[TE DOEN]:
(a) Herhaal woordelijk het stuk uit de tekst over horrorfilms hieronder tussen "Typecasting treft ook" en "producent Joseph Maddrey.", beide inbegrepen.
(b) Schrijf de tekst over de horrordocumentaire hieronder verder, te beginnen na de laatste zin.

Typecasting treft ook filmmakers” benadrukt The Night of the Living Dead-regisseur George A. Romero, “ik zit gevangen in een genre waarvan ik hou”. “Na The Last House on the Left dacht iedereen dat producent Sean Cunningham en ik baarlijke duivels waren die wel in een grot moesten leven,” stelt Wes Craven, “we trachtten beiden andere dingen te maken maar vonden geen financiering. Ik draaide dan maar The Hills Have Eyes en Sean Friday the 13th. De rest is geschiedenis”. Die geschiedenis komt aan bod in Nightmares in red, white and blue, een door Andrew Monument geregisseerde documentaire gebaseerd op het gelijknamige boek van scenarist en producent Joseph Maddrey.

the-last-house-on-the-left-1972

THE LAST HOUSE ON THE LEFT 1972

Net zoals het in 2004 gepubliceerde boek vertrekt de documentaire van het idee dat horror een genre is dat de cultuur weerspiegelt. Veranderingen in de ‘American psyche’ vertalen zich in evoluties die veel zeggen over de heersende tijdsgeest op de plaats waar de horrorfilms gemaakt zijn. Via een chronologische benadering illustreren de makers hoe de klassieke horrorfilm in de jaren 40-50 de angsten van de oorlogsgeneratie weerspiegelt terwijl de meer wilde en brutale horrorfilms van de jaren 70 tot de jaren nul eerst Vietnam en de tegencultuur ‘vertalen’ om uiteindelijk het oprukkend conservatisme weer te geven.

[GEGEVENSREGELS]:
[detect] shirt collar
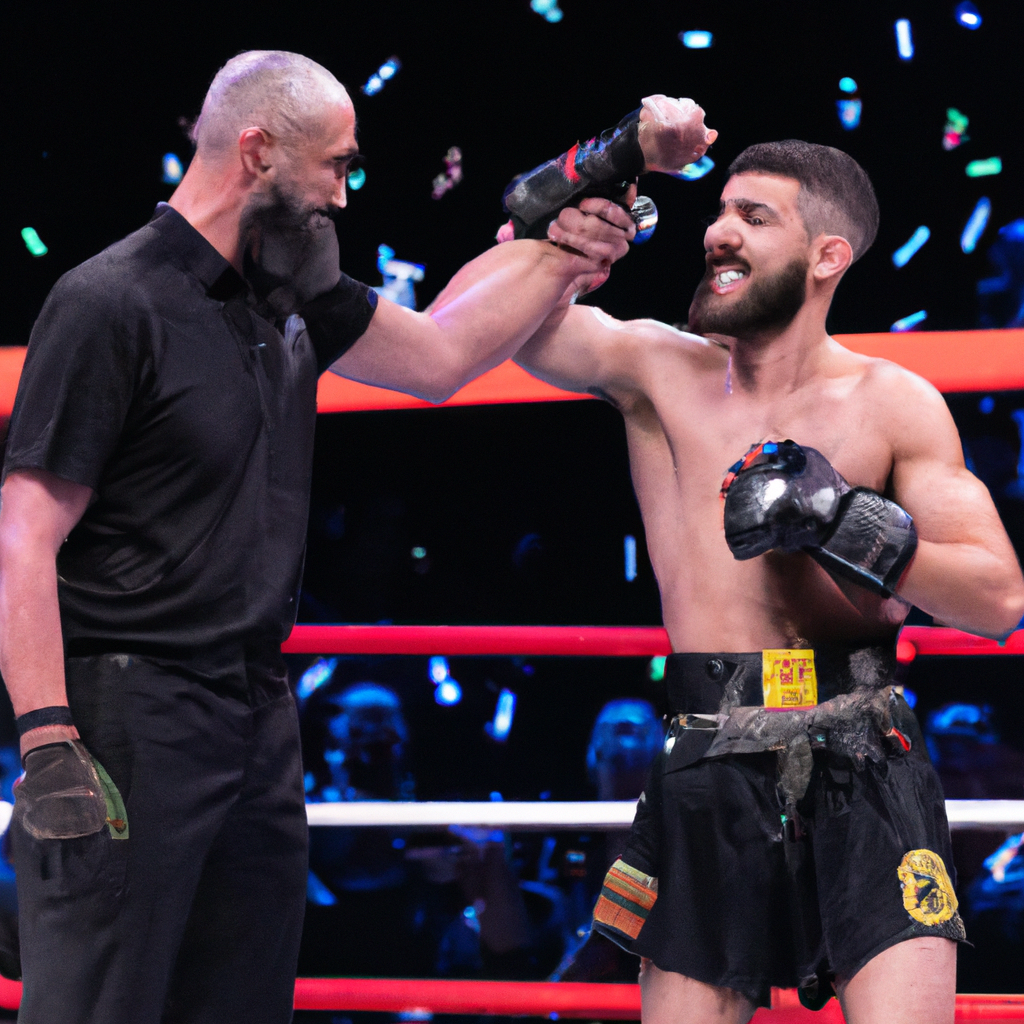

[RESULTATEN PER TAAK]:
(a)
Typecasting treft ook filmmakers” benadrukt The Night of the Living Dead-regisseur George A. Romero, “ik zit gevangen in een genre waarvan ik hou”. “Na The Last House on the Left dacht iedereen dat producent Sean Cunningham en ik baarlijke duivels waren die wel in een grot moesten leven,” stelt Wes Craven, “we trachtten beiden andere dingen te maken maar vonden geen financiering. Ik draaide dan maar The Hills Have Eyes en Sean Friday the 13th. De rest is geschiedenis”. Die geschiedenis komt aan bod in Nightmares in red, white and blue, een door Andrew Monument geregisseerde documentaire gebaseerd op het gelijknamige boek van scenarist en producent Joseph Maddrey.

(b)
Daarnaast wijzen ze ook op het tijdloze en universele karakter van het genre door het thema van ‘The Outsider’ uit te spitten. Van Frankenstein tot Silence of the Lambs vertelt horror het verhaal van een individu dat botst met een samenleving die het bestaan, de vrijheid en de pursuit of happiness van buitenstaanders bedreigt. Via gesprekken met legendarische filmmakers zoals Larry Cohen, John Carpenter, George A. Romero, Roger Corman, Brian Yuzna en Joe Dante (maar ook historici zoals John Kenneth Muir, Fangoria-uitgever Tony Timpone en SAW-regisseur Darren Lynn Bousman) wordt duidelijk dat de betere horrorfilm niet enkel inspeelt op primaire angsten (donker, verminking, verkrachting, dood, verlies,…) maar ook een geest van rebellie uitademt (gaande van een existentiële reflex tot een scherpe kritische houding).

RosemarysBaby

ROSEMARY’S BABY

Clips van baanbrekende klassiekers zoals Night of the Living Dead, Rosemary’s Baby, The Exorcist, The Omen, Alien, Jaws, The Texas Chainsaw Massacre, Evil Dead, Gremlins, Nightmare on Elm Street en Re-Animator illustreren het geheel. Samen met fragmenten uit minder bekende parels zoals Bob Clarks Deathdream en David Cronenbergs Shivers. De makers zijn weinig enthousiast over de recente remakes (The Fog, The Hills Have Eyes, The Texas Chainsaw Massacre, The Last House on the Left, Dawn of the Dead, Halloween,…) en over torture porn horror (Saw, I Spit on your Grave, My Bloody Valentine, Friday the 13th,…) al prijzen ze de kritiek op de Amerikaanse xenofobie in Hostel en de vreugdevolle waanzin van Rob Zombie (The Devil’s Rejects).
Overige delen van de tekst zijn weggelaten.